EXTRACT TO READ start
Read the Passage: Proverbs 29

Righteous Relationships (29:1–7)

As is the case in the larger section of this book (i.e., Prov. 10–29), so here in this chapter we see that Solomon addresses a variety of issues. A common theme in Prov. 29:1–7 is that in these first few verses Solomon addresses several different relationships in which man engages. In this passage he mentions interaction with: self (cf. Prov. 29:1, 6), rulers (cf. Prov. 29:2, 4), parents (cf. Prov. 29:3a), fools (cf. Prov. 29:3b), neighbors (cf. Prob. 29:5), and the poor (cf. Prov. 29:7). Since wisdom is the practical application of God’s Word to daily living, there is no area or relationship in which wisdom does not apply. This passage teaches that a common theme in each of these relationships is that wisdom produces rejoicing, justice, consideration, and even singing. By way of contrast, the expression of foolishness results in rebuke, poor stewardship, hardening, destruction, groaning, waste, bribery, snares, and ignorance.

One of the repeated themes in this chapter, as well as in the entire book of Proverbs, is the importance of wise leadership. In this chapter Solomon mentions those in “authority” (Prov. 29:2), the “king” (Prov. 29:4, 14), and a “ruler” (Prov. 29:12, 26). Given that Solomon was the king, and surely knew the importance of wisdom in governance, it is not surprising that there are more than forty explicit mentions of rulers and kings in the book of Proverbs, as well as many other implied references. Of course, in the church, leaders must be believers. In the secular arena, it is ideal for those in charge to be Christians and to be wise; however, we can observe that regardless of their spiritual status, kings and others in political power are “God’s ministers” (Rom. 13:4). Note that since biblical wisdom is logical, oftentimes secular leaders can make decisions that mimic wisdom.
EXTRACT TO READ end
### INSTRUCTIONS
**A)** Turn the paragraph of the Proverbs 29 commentary that opens "One of the repeated themes" into a short bulleted list that keeps its main facts.
**B)** Answer these questions from the Proverbs 29 commentary:
(i) Which verse does it cite for interaction with the poor?
(ii) What four things does it say wisdom produces in these relationships?
(iii) About how many explicit mentions of rulers and kings does it count in Proverbs?
**C)** Go on with the commentary on Proverbs 29, starting after its last sentence.
The lines are separate material, unrelated to the commentary on Proverbs 29.
DATASET ENTRIES start
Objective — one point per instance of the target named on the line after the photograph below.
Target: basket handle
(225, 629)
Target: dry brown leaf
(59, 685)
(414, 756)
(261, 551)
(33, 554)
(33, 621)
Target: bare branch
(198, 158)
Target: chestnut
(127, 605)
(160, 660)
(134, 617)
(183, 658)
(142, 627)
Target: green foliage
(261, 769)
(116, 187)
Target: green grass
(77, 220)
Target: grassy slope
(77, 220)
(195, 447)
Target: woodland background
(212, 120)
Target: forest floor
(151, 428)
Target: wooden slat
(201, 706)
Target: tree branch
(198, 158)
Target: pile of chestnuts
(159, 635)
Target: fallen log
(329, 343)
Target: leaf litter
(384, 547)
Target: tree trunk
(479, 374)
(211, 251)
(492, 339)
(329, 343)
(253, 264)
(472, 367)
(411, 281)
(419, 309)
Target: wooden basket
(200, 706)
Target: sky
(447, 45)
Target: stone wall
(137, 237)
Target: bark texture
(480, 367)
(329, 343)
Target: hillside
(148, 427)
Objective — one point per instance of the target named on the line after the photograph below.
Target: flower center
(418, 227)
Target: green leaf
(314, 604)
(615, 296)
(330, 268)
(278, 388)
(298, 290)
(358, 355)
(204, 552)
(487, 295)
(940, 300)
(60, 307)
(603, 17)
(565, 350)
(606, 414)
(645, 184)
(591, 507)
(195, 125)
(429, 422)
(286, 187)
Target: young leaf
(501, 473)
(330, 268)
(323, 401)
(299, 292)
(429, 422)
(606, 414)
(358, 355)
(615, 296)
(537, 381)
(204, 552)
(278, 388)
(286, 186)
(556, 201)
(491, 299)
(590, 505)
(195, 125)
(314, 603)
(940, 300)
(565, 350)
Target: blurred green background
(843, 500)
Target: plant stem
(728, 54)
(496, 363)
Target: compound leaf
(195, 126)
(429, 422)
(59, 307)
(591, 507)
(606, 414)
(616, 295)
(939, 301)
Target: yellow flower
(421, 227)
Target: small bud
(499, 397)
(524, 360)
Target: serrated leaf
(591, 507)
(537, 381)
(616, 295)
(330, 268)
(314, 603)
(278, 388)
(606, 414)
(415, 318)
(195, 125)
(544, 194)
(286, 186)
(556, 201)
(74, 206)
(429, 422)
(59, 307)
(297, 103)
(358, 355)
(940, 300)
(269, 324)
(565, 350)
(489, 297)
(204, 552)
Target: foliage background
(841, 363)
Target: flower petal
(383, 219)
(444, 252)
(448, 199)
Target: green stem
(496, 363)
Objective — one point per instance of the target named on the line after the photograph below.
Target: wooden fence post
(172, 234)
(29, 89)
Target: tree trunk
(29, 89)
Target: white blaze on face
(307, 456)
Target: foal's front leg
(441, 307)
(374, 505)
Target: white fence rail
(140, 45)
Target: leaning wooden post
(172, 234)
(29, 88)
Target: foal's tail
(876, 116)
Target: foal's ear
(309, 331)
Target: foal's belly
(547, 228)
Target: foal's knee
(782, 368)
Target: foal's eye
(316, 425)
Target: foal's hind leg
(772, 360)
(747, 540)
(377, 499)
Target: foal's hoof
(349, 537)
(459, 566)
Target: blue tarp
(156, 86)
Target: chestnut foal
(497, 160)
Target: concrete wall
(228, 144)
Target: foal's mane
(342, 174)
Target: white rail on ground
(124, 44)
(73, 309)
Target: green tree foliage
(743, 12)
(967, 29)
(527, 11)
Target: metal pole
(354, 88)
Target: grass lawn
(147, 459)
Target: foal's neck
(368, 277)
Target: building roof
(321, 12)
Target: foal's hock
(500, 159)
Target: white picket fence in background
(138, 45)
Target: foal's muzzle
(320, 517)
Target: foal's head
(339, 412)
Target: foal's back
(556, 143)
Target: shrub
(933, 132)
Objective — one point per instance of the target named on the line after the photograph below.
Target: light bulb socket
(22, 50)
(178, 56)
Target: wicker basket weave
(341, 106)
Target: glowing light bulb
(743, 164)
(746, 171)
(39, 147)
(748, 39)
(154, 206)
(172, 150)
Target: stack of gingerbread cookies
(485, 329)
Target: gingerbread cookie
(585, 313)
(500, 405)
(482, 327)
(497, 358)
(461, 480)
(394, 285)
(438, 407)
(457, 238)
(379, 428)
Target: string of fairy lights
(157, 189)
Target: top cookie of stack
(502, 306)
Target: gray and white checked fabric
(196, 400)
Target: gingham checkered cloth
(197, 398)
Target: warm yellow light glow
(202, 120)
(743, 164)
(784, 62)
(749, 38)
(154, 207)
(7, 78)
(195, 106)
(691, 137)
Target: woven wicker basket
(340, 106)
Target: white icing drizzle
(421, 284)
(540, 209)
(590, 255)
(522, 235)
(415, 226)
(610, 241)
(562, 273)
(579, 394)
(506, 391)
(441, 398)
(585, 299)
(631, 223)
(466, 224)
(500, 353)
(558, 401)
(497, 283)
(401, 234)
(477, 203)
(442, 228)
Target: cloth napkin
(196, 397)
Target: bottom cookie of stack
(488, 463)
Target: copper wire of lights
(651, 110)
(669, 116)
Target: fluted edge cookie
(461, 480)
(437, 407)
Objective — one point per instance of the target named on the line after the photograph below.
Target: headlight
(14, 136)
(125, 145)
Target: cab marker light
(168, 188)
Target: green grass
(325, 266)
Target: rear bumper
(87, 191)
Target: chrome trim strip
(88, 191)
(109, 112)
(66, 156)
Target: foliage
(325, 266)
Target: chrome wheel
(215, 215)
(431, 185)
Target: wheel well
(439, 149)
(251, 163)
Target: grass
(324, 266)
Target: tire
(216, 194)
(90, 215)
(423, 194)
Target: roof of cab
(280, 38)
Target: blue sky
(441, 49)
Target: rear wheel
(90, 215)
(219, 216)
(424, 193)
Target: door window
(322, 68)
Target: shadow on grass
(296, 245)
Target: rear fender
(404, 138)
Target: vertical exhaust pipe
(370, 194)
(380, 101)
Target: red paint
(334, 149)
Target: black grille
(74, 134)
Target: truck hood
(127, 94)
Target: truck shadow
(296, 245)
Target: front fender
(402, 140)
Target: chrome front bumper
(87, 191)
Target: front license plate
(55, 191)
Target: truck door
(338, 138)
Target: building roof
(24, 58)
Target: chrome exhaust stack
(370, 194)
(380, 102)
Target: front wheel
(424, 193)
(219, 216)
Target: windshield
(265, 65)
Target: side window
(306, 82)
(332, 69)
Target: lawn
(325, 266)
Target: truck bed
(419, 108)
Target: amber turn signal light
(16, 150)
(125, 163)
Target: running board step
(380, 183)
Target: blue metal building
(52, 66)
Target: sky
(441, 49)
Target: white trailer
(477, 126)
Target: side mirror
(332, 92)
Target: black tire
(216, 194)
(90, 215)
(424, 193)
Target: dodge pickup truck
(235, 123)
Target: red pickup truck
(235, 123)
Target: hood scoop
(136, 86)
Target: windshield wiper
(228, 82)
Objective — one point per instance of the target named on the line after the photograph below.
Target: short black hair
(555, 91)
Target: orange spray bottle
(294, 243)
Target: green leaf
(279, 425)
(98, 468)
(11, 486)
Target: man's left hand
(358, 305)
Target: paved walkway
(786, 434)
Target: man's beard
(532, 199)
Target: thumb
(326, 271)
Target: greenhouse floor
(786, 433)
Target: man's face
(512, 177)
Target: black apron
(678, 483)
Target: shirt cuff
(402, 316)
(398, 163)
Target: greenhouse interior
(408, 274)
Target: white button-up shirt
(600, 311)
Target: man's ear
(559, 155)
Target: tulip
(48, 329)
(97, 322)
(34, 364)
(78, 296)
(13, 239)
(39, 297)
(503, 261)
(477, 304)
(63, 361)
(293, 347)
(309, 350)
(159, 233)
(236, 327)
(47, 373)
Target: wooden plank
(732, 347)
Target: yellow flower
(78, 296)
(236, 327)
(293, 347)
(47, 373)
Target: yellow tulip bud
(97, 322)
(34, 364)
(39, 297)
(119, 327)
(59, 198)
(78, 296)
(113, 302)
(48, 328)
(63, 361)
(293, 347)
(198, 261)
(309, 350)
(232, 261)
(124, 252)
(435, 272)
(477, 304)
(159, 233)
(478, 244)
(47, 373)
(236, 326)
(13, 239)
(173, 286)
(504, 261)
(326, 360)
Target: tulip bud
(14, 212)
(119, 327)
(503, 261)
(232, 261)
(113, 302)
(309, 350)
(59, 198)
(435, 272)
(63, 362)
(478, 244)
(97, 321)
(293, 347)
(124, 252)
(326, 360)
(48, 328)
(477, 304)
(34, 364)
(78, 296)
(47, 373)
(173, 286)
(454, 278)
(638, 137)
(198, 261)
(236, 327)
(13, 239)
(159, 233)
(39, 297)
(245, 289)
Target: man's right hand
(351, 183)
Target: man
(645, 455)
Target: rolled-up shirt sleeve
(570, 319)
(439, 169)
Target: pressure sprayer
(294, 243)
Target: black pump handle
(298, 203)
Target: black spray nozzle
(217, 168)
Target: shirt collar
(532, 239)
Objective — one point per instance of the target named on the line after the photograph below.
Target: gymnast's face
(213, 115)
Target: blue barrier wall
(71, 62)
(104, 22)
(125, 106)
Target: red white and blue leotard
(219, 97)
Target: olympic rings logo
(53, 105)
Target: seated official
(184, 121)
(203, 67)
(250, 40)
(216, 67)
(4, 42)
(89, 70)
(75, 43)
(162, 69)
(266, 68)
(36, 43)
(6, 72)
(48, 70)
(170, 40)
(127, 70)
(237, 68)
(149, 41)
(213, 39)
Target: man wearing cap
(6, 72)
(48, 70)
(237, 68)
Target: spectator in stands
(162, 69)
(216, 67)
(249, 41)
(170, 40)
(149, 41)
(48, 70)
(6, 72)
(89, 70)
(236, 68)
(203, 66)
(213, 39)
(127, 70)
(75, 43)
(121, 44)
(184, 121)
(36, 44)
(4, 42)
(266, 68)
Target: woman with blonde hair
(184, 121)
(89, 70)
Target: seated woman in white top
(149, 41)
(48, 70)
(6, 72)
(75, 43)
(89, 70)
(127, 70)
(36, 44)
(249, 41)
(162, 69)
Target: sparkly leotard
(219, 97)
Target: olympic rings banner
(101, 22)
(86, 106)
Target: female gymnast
DATASET ENTRIES end
### RESPONSES FOR EACH TASK
**A)**
- Wise leadership is a repeated theme in Proverbs 29 and in the whole book of Proverbs.
- The chapter mentions those in "authority" (29:2), the "king" (29:4, 14) and a "ruler" (29:12, 26).
- Solomon was king and knew that governing requires wisdom. Proverbs mentions rulers and kings explicitly more than forty times and implies them in many other places.
- Church leaders must be believers. In secular settings, the ideal is for leaders to be wise Christians.
- Whatever their spiritual status, kings and others in political power are "God's ministers" (Rom. 13:4).
- Because biblical wisdom is logical, secular leaders often make decisions that mimic wisdom.

**B)**
(i) Prov. 29:7.
(ii) Rejoicing, justice, consideration and singing.
(iii) More than forty.

**C)**
Foolish Interactions (29:8–18)

A common theme in Prov. 29:8–18 is the contrast between the wise and the foolish man. Furthermore, at Prov. 29:9–10 Solomon writes about the interaction between a wise man and a scoffer, noting, “If a wise man contends with a foolish man, whether the fool rages or laughs, there is no peace. The bloodthirsty hate the blameless” (cf. Prov. 29:27). The idea here is that wisdom inherently brings conviction upon the foolish man. Indeed, when a scoffer, who loves sin, is exposed to wisdom, he will oftentimes seek to marginalize the witness of wisdom in order to avoid being impugned. In a broader sense, the fool cannot help but act this way, for 1 Cor. 2:14 reveals, “But the natural man does not receive the things of the Spirit of God, for they are foolishness to him; nor can he know them, because they are spiritually discerned.” Yet, the fool is still accountable for his willful rejection of God.

There are two interesting verses in this section of Proverbs that are sometimes cited. First, at Prov. 29:13 Solomon teaches, “The poor man and the oppressor have this in common: The Lord gives light to the eyes of both” Given the contrast between the wise man and fools in this chapter, this verse may be surprising. Note that the theological concept Solomon appeals to here is sometimes referred to as natural or common grace. Jesus appealed to common grace as He taught, “God makes His sun rise on the evil and on the good and sends rain on the just and on the unjust” (Matt. 5:45). Second, Prov. 29:18 says, “Where there is no revelation, the people cast off restraint; but happy is he who keeps the law.” Here in this verse Solomon is appealing to the governing effect of Scripture, especially the moral law, upon those who are not believers (cf. Exod. 20:20; Gal. 3:19, 23; 1 Tim. 1:8–11).

Powerful Words (29:19–27)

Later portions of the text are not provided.